Consignes:
1 - Traduisez en anglais la phrase suivante du texte sur le GNL : « Chez GdF, on ajoute que les compétences des équipages en matière de chaudières à vapeur tendent à « s’évaporer ». »
2 - D'après le texte sur le GNL, qui est le secrétaire général du SIGTTO ?
3 - Recopiez le passage du texte sur le GNL qui commence par les mots « Mises en garde » et se termine par « navire à quai. ».

Extrait du texte:
■ ■ ■

« L’industrie du GNL vit un changement radical qui génère de très importantes modifications dans l’exploitation des méthaniers et l’appréciation des risques qu’ils représentent », estime Mike Salthouse, directeur du NE P&I C. Selon lui, le profil des propriétaires des méthaniers toujours plus nombreux, s’est grandement diversifié, et les nouveaux venus prévoient d’exploiter leurs navires très différemment.
« La chaîne du GNL est traditionnellement un secteur à très forte intensité capitalistique dans lequel le transport maritime jouait un rôle secondaire. Les navires tournaient essentiellement entre deux terminaux pour lesquels ils avaient été spécialement conçus. […] Aujourd’hui, la libéralisation du marché du gaz laissant prévoir l’augmentation du nombre des opérations spot, les nouveaux navires sont conçus et équipés pour pouvoir faire escale dans de nombreux terminaux. Cela accroît les risques opérationnels. »
Mises en garde récurrentes
En effet, depuis plusieurs années, la poignée d’armateurs « historiques », exprime ses craintes face à l’arrivée de nouveaux exploitants, par définition peu expérimentés, et surtout par la perspective du premier accident grave de l’histoire du GNL, avec un navire à quai.
En décembre 2001, lors du 2e sommet international du GNL, Tokinoa Hojo, senior managing director de Mitsui, fustigeait le relâchement des comportements dans l’exploitation des méthaniers. La forfaitisation des coûts d’exploitation lui semblait favoriser une dangereuse recherche d’économies sur des postes liés à la sécurité et à la fiabilité.
En avril dernier, durant la 15e conférence sur le GNL, le secrétaire général du SIGTTO (Society of International Gas Tankers and Terminal Operators), James MacHardy, soulignait l’un des problèmes du secteur, à savoir le manque de navigants qualifiés: « Jamais dans l’histoire, le combat mondial pour s’assurer de compétences techniques et maritimes n’a été aussi rude. » Selon lui, outre le recrutement et la formation des jeunes, il est « vital » de conserver les marins expérimentés. Les gestionnaires de navires doivent mettre en place des centres de formation, car le manque de ressources humaines de bonne qualité est probablement durable. « Nous avons l’obligation de maintenir l’exceptionnel niveau de sécurité enregistré depuis des décennies, car un seul accident ternirait pour des années l’image de ce secteur », estime James MacHardy.
Chez GdF, on ajoute que les compétences des équipages en matière de chaudières à vapeur tendent à « s’évaporer ».

■ ■ ■

Données fournies:
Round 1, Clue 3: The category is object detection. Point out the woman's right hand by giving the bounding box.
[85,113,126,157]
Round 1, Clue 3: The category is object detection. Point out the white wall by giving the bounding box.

■ ■ ■

Réponses fournies:
1 - At GdF, they add that crews' skills with steam boilers tend to "evaporate."

2 - James MacHardy.

3 -
Mises en garde récurrentes
En effet, depuis plusieurs années, la poignée d’armateurs « historiques », exprime ses craintes face à l’arrivée de nouveaux exploitants, par définition peu expérimentés, et surtout par la perspective du premier accident grave de l’histoire du GNL, avec un navire à quai.